→ Stated problem: How many lines of the data below contain the string "gold"? Case matters. Reply with the number alone.

→ Materials provided:
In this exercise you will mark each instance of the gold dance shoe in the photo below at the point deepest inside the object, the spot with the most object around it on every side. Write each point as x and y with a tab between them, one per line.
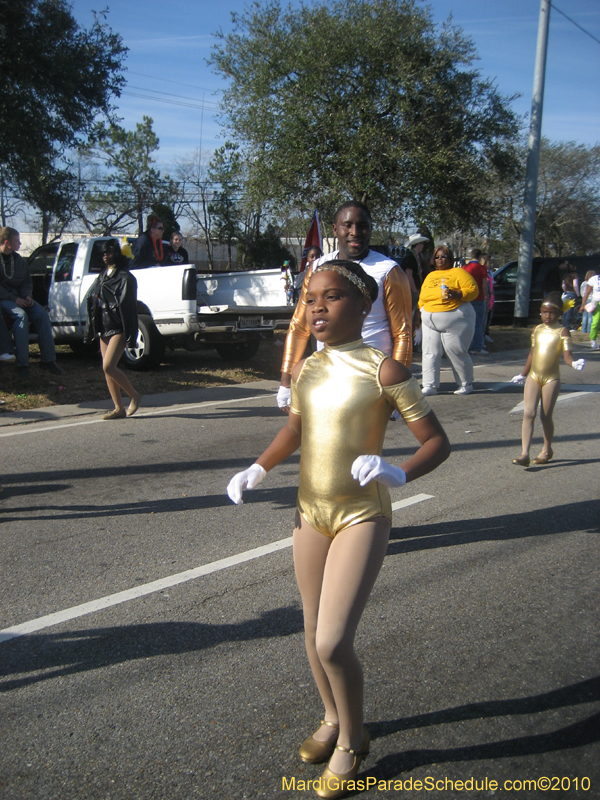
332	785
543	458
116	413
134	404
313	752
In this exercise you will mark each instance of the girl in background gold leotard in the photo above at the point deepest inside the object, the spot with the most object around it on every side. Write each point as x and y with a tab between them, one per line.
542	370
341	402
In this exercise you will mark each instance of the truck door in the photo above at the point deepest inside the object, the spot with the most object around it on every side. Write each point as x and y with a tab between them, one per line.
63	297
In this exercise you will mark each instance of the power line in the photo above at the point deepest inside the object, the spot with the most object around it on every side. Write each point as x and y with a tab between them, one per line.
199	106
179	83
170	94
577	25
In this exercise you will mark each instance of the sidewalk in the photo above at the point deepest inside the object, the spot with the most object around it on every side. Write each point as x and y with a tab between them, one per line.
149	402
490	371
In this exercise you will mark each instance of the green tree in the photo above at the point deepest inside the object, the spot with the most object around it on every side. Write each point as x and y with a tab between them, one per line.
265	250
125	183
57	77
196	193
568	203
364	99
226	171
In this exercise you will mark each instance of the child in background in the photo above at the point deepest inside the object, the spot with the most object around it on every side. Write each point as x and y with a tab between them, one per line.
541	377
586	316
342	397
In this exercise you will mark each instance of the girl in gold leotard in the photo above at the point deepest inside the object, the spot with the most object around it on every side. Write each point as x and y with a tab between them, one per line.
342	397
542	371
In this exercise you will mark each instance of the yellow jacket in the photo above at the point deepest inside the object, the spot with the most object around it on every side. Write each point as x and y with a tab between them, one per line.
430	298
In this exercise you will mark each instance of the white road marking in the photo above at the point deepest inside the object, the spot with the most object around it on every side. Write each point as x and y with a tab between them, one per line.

---

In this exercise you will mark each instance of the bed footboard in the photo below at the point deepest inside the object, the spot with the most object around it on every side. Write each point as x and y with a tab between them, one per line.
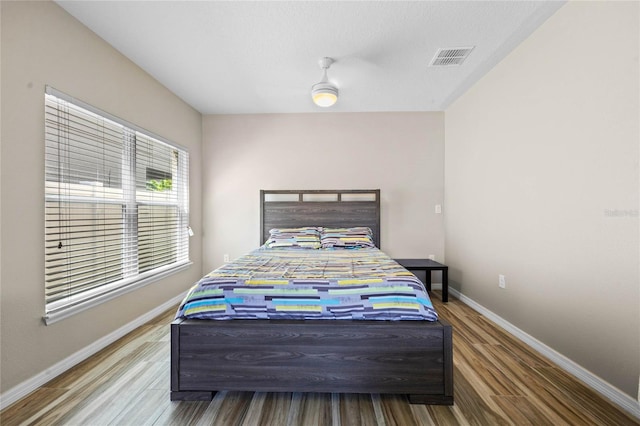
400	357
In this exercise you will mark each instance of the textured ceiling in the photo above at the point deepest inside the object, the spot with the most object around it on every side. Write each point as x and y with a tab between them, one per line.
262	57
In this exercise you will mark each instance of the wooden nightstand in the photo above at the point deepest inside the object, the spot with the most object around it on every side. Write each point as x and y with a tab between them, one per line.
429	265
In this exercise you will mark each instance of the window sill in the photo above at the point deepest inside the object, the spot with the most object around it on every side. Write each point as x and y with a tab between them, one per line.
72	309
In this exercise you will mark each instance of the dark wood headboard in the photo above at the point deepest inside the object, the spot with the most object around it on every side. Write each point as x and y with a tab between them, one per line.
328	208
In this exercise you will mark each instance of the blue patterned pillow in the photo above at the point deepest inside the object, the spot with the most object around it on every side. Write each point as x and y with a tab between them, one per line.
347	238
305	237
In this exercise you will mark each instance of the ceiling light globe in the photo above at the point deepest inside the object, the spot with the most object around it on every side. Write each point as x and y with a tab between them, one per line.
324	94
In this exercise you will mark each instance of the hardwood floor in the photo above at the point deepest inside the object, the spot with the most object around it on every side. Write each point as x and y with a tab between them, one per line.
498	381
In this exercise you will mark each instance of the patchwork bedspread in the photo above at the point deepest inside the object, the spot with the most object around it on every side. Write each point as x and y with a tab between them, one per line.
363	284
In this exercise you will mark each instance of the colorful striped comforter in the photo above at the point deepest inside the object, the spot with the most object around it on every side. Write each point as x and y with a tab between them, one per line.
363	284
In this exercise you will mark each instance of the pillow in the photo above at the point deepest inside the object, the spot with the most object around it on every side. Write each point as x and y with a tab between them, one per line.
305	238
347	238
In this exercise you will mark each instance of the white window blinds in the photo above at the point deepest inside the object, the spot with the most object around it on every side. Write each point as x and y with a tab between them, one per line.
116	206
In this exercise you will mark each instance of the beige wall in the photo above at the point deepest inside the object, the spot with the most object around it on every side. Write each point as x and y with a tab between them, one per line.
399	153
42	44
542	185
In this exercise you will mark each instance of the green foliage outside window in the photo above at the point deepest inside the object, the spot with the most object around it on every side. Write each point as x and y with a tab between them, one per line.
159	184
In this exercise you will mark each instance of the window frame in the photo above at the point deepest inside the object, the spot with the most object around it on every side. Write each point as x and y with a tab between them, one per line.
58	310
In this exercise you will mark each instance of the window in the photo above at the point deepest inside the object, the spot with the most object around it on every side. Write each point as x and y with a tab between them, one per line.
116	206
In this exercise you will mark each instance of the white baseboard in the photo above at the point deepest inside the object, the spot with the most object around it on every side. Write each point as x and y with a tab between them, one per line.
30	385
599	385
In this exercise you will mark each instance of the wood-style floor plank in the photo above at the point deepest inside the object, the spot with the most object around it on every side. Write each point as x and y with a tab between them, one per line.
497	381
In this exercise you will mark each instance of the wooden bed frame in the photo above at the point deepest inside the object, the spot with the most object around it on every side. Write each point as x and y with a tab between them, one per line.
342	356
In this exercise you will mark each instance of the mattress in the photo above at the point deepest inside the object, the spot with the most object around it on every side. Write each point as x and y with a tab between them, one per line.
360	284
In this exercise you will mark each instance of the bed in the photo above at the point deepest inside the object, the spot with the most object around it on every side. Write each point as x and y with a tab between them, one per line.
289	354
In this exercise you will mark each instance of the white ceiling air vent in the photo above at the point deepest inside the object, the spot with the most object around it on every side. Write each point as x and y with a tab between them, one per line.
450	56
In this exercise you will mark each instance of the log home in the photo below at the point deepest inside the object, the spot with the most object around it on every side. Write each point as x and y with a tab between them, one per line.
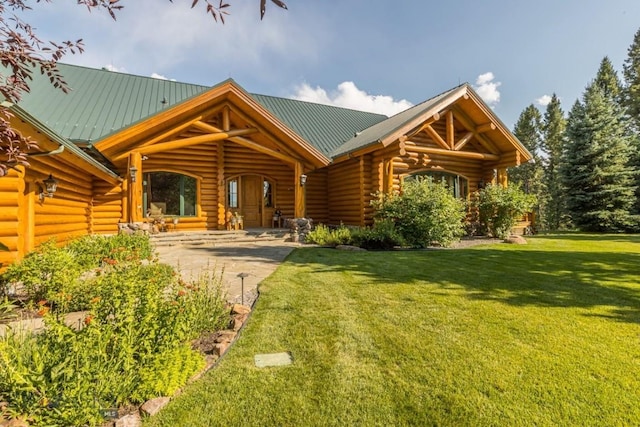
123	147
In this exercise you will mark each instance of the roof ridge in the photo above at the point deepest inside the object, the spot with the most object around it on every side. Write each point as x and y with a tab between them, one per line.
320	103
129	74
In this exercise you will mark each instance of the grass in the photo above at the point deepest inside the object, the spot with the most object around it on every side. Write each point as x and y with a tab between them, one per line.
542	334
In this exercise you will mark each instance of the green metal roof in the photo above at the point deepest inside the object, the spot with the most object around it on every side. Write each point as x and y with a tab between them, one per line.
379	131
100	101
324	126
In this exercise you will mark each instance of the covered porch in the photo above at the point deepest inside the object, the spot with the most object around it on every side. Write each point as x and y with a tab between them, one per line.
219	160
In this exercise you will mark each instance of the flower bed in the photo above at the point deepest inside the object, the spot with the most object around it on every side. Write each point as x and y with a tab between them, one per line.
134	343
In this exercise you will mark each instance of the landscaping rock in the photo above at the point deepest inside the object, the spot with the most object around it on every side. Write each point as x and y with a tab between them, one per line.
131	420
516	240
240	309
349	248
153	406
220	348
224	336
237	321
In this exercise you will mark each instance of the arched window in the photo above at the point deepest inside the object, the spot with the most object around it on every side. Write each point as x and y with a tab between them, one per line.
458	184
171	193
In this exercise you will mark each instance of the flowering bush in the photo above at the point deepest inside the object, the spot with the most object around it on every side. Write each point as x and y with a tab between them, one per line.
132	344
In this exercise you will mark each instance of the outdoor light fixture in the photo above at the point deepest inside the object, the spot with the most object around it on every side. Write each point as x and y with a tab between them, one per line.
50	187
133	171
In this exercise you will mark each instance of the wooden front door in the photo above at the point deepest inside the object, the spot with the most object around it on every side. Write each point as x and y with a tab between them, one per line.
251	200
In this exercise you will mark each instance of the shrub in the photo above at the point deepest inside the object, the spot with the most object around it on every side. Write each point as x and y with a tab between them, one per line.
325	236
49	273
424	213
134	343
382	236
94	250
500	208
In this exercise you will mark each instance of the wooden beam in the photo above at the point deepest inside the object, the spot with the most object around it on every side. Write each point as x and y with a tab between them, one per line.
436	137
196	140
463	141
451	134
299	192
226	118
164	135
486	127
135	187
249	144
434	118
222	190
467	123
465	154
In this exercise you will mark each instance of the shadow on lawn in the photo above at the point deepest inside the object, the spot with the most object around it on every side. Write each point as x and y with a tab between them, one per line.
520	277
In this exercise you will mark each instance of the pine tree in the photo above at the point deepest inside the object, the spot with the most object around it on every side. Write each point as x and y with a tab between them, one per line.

→ Result: 3